[EXERCISE DETAILS] Rewrite the items below, substituting "each box on a separate line" for every occurrence of "one box per line" and changing nothing else.

Rows from a dataset:
════════════════

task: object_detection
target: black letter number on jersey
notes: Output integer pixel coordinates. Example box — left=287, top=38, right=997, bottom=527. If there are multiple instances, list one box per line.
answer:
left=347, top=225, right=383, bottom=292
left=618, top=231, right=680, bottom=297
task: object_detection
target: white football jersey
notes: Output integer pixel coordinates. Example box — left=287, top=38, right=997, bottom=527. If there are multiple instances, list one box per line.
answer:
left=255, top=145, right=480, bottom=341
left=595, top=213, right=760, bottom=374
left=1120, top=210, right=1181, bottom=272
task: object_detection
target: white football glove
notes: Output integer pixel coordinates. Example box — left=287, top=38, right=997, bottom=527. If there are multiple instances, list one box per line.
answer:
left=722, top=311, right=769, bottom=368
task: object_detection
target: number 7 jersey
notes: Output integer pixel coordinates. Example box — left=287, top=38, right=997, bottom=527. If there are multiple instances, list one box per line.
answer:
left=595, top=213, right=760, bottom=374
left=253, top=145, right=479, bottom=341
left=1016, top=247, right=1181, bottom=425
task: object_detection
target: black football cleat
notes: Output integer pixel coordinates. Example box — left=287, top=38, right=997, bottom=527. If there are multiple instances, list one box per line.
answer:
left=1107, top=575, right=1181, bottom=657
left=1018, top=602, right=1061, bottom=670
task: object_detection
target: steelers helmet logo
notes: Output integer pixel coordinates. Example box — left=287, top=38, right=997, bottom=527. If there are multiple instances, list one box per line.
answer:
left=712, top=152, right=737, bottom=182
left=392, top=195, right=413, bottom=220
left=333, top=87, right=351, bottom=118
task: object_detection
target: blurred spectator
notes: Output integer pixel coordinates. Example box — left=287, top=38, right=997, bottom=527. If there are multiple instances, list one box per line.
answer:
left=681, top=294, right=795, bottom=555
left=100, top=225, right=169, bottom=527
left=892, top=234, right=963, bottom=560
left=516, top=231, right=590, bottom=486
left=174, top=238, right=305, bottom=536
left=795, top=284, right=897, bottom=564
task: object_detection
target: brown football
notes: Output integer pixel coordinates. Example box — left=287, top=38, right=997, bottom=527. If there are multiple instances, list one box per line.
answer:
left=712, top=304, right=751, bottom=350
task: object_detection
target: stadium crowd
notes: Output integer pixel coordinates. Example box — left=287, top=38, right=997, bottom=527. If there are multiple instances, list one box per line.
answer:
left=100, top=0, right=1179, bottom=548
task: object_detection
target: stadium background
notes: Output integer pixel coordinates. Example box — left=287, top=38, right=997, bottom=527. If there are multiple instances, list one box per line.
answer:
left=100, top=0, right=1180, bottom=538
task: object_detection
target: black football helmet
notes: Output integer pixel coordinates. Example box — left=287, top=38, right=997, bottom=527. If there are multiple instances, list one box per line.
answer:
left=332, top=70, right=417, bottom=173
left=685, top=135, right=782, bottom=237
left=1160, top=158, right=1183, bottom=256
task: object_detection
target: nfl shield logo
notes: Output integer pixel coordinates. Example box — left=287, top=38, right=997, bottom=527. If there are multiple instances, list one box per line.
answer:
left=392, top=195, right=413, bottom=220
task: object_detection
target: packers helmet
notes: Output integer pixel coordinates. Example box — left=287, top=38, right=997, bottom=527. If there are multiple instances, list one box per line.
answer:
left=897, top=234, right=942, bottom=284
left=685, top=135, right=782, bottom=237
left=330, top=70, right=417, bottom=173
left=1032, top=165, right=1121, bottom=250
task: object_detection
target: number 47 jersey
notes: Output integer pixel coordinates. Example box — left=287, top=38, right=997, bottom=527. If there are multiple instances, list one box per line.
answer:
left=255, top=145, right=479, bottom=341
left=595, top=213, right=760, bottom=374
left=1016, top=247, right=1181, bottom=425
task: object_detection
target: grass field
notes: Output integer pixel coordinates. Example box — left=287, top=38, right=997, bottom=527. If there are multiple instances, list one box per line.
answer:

════════════════

[EXERCISE OUTPUT]
task: object_detection
target: black letter number on jersey
notes: Output integer pixel coordinates. Example box — left=287, top=38, right=997, bottom=527. If there are multiple instances, list each box on a separate line.
answer:
left=347, top=225, right=383, bottom=292
left=618, top=231, right=680, bottom=297
task: object_detection
target: white football jersey
notes: Output integer pixel coordinates. Example box — left=287, top=38, right=997, bottom=527. If there are multiple instances, list each box on a separate line.
answer:
left=255, top=145, right=480, bottom=341
left=595, top=213, right=760, bottom=374
left=1120, top=210, right=1181, bottom=272
task: object_detection
target: white football glove
notes: Output integer pixel coordinates. Example box — left=287, top=38, right=997, bottom=527. If there are multiple instances, list each box on a separate line.
answer:
left=722, top=311, right=769, bottom=368
task: object_detection
target: number 7 jersey
notes: Output integer pixel coordinates. Example box — left=287, top=38, right=997, bottom=527. If there are multiple instances, list each box on a separate line.
answer:
left=595, top=213, right=760, bottom=374
left=253, top=145, right=479, bottom=341
left=1016, top=247, right=1181, bottom=425
task: object_detection
target: black football cleat
notes: Output integer pixel coordinates. Example box — left=287, top=38, right=997, bottom=527. If there are multiple instances, list each box on a separate line.
answer:
left=1107, top=575, right=1181, bottom=657
left=1018, top=602, right=1061, bottom=670
task: object_detection
target: steelers helmet logo
notes: Output integer pixel coordinates. Example box — left=287, top=38, right=997, bottom=527. If there are multiple instances, list each box on a separate line.
answer:
left=712, top=152, right=737, bottom=182
left=392, top=195, right=413, bottom=220
left=333, top=87, right=351, bottom=118
task: object_detection
target: blurred spectator
notes: Output integer pixel coordinates. Example box — left=287, top=38, right=997, bottom=527. If there are multiple instances, list each box on a separate line.
answer:
left=681, top=294, right=795, bottom=555
left=100, top=225, right=169, bottom=527
left=892, top=234, right=963, bottom=560
left=516, top=231, right=590, bottom=486
left=174, top=238, right=305, bottom=536
left=795, top=284, right=897, bottom=564
task: object_detection
target: brown football
notes: Output integer pixel coordinates. Example box — left=287, top=38, right=997, bottom=527. If there are multiple instances, list each box on a separate line.
answer:
left=712, top=304, right=751, bottom=350
task: object_detection
target: stadium crowd
notes: Output integer pixel coordinates. Example box — left=287, top=38, right=997, bottom=527. If there are multiple instances, list each box on a separate line.
answer:
left=100, top=0, right=1179, bottom=548
task: object_detection
target: stadium background
notes: Output integer pixel coordinates. Example box — left=287, top=38, right=997, bottom=527. If there are multiple instances, list each box on a separate line.
answer:
left=100, top=0, right=1180, bottom=538
task: object_detection
target: black football helmet
notes: Output integer pixel coordinates. Example box — left=287, top=38, right=997, bottom=527. If there are multiple instances, list each box on a separate line.
answer:
left=332, top=70, right=417, bottom=173
left=685, top=135, right=782, bottom=237
left=1160, top=158, right=1183, bottom=256
task: object_detection
target: nfl shield logo
notes: Output integer pixel coordinates. Example box — left=287, top=38, right=997, bottom=527. If there are multiple instances, list each box on a separate line.
answer:
left=392, top=195, right=413, bottom=220
task: object_detection
target: packers helmet
notes: Output integer pixel coordinates. Example box — left=287, top=38, right=997, bottom=527. If there are multiple instances, list each box on a separate line.
answer:
left=897, top=234, right=942, bottom=284
left=685, top=135, right=782, bottom=237
left=330, top=70, right=417, bottom=173
left=1032, top=165, right=1121, bottom=250
task: object_detection
target: number 47 jersey
notes: Output integer pixel coordinates. Example box — left=287, top=38, right=997, bottom=527. If there are multiple instances, list each box on a separate line.
answer:
left=255, top=145, right=479, bottom=341
left=595, top=213, right=760, bottom=374
left=1016, top=247, right=1181, bottom=425
task: object_detection
target: grass field
notes: Output integer pixel coordinates. Example box — left=287, top=38, right=997, bottom=527. If there are multiple instances, list each box on a separate line.
answer:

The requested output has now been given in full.